= Azioni richieste =
[1] Nel brano, la frase che comincia con "Come se la ricerca" contiene una serie di ipotesi introdotte da "come se". Elencale tutte.
[2] Secondo il brano, in che cosa investe la maggior parte degli utili l'azienda di chi scrive?
[3] Estrai dal brano il passo che va da "Qualche ritardato probabilmente" a "non avremo mai.".

Lavoro in un’azienda che, tra le altre cose, vende reagenti utilizzati per i test COVID19. In questo momento, pur essendo fermi per larga parte del nostro business, stiamo ovviamente ricevendo una quantità di richieste per quei prodotti semplicemente fuori scala.
Qualche ritardato probabilmente pensa che dovremmo regalarli.
Come se la ricerca per arrivare a concepire quel prodotto non abbia avuto un costo iniziale, come se la produzione di quel prodotto non avesse non avesse un costo oggi, come se dal margine tra costo di produzione e prezzo netto di vendita non dipendessero diverse famiglie, ecc. Se l’azienda fosse mia o se potessi decidere io come stare sul mercato in questo momento, forse opterei per abbattere tutto il profitto non necessario e vendere a quel prezzo imposto, ma è probabilmente un’altra faciloneria idiota perchè è impossibile non tenere conto del fatto che, ad esempio, la mia azienda investe la maggior parte degli utili in R&D, che vuol dire che quanto guadagniamo oggi serve a sviluppare prodotti utili a test che potrebbero essere necessari domani e che, senza quei profitti, non avremo mai.
Non voglio stare qui a far passare il concetto di lavorare per un ente benefico, il presidente della mia azienda non è San Francesco d’Assisi, però il tutto è comunque più sfaccettato del semplice “lucrare sulla pandemia” di cui si sciacquano la bocca tante persone.

= Estratti del dataset =
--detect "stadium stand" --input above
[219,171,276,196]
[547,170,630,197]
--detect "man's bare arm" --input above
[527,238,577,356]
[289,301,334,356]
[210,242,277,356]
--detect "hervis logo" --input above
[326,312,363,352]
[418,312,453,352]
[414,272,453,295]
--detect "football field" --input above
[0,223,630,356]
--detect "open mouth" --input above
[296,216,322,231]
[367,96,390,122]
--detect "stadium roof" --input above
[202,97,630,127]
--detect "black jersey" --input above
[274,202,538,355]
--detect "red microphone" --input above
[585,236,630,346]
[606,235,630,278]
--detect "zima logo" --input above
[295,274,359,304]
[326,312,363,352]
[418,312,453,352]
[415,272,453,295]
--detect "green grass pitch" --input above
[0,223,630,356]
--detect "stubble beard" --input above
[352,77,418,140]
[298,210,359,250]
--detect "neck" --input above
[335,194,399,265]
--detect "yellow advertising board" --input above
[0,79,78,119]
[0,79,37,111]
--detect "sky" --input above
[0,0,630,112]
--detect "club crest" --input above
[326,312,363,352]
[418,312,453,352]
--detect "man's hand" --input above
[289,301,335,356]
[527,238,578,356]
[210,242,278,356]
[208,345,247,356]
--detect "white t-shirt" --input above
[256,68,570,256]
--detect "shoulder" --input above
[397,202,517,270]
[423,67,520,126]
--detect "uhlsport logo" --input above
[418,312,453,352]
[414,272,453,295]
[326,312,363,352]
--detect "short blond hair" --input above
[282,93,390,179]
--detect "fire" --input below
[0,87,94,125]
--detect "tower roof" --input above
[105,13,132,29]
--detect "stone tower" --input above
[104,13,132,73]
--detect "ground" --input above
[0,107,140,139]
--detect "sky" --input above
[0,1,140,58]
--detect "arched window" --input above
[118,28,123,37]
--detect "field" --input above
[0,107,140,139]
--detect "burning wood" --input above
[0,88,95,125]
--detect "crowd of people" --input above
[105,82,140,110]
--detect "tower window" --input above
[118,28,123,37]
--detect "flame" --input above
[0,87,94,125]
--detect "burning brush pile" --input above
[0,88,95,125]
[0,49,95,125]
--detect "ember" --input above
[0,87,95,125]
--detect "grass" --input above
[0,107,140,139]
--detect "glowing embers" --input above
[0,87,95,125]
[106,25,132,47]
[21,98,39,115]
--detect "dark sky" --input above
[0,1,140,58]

= Soluzioni dei compiti =
[1]
- Che la ricerca per arrivare a concepire quel prodotto non abbia avuto un costo iniziale.
- Che la produzione di quel prodotto non abbia un costo oggi.
- Che dal margine tra costo di produzione e prezzo netto di vendita non dipendano diverse famiglie.

[2] In R&D.

[3]
Qualche ritardato probabilmente pensa che dovremmo regalarli.
Come se la ricerca per arrivare a concepire quel prodotto non abbia avuto un costo iniziale, come se la produzione di quel prodotto non avesse non avesse un costo oggi, come se dal margine tra costo di produzione e prezzo netto di vendita non dipendessero diverse famiglie, ecc. Se l’azienda fosse mia o se potessi decidere io come stare sul mercato in questo momento, forse opterei per abbattere tutto il profitto non necessario e vendere a quel prezzo imposto, ma è probabilmente un’altra faciloneria idiota perchè è impossibile non tenere conto del fatto che, ad esempio, la mia azienda investe la maggior parte degli utili in R&D, che vuol dire che quanto guadagniamo oggi serve a sviluppare prodotti utili a test che potrebbero essere necessari domani e che, senza quei profitti, non avremo mai.